• Excerpted records:
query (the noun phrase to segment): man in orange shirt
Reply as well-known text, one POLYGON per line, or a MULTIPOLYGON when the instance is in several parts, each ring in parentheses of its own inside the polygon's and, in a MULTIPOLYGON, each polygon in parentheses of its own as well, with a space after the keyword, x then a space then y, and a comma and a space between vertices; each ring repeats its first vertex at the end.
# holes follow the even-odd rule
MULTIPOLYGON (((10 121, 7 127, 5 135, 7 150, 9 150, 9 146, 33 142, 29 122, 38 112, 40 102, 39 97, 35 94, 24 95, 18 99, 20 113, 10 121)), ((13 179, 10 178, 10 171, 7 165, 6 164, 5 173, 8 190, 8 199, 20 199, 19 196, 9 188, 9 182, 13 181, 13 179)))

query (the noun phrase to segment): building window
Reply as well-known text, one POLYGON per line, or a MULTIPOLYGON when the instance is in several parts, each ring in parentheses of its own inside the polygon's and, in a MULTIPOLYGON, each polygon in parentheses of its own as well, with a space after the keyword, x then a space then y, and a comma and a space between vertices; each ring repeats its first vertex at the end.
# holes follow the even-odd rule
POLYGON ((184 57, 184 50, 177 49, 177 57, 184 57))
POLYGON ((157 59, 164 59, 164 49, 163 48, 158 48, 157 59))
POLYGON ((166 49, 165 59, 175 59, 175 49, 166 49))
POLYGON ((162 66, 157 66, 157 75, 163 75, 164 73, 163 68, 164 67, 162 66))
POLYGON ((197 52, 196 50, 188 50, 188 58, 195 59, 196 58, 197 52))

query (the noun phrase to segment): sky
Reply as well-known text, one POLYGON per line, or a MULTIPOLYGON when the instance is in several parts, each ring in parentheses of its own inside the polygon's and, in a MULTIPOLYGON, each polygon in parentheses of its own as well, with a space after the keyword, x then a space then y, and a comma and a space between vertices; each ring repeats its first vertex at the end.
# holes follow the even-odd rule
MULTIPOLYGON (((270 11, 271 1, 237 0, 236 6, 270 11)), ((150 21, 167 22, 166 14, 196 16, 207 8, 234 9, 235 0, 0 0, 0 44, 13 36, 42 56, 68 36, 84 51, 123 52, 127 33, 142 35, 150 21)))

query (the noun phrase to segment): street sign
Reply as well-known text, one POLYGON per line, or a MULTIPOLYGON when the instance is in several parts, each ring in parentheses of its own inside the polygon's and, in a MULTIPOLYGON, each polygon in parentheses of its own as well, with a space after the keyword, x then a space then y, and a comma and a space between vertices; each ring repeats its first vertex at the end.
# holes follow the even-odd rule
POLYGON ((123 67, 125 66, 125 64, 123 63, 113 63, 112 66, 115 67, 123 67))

• Task details: Copy the data from the line containing "query (the noun phrase to segment): sky" up to and including the line containing "MULTIPOLYGON (((270 11, 271", keeping every line. In the answer polygons, shift each coordinate by adding 92 to it.

• Solution to this exercise:
query (the noun phrase to segment): sky
Reply as well-known text, one POLYGON per line, or a MULTIPOLYGON when the instance is in several parts, each ring in parentheses of its own inside the polygon's and, in a MULTIPOLYGON, each polygon in parentheses of its own as well, with a space after the keyword, x then a space then y, and a comma and a space between vertices; each ring repeats its first vertex at the end.
# holes follow the even-odd rule
MULTIPOLYGON (((362 103, 363 93, 329 92, 328 98, 362 103)), ((242 113, 259 114, 258 106, 288 108, 299 100, 326 101, 327 92, 92 92, 92 136, 105 128, 134 148, 160 128, 176 143, 215 144, 219 125, 234 127, 242 113)))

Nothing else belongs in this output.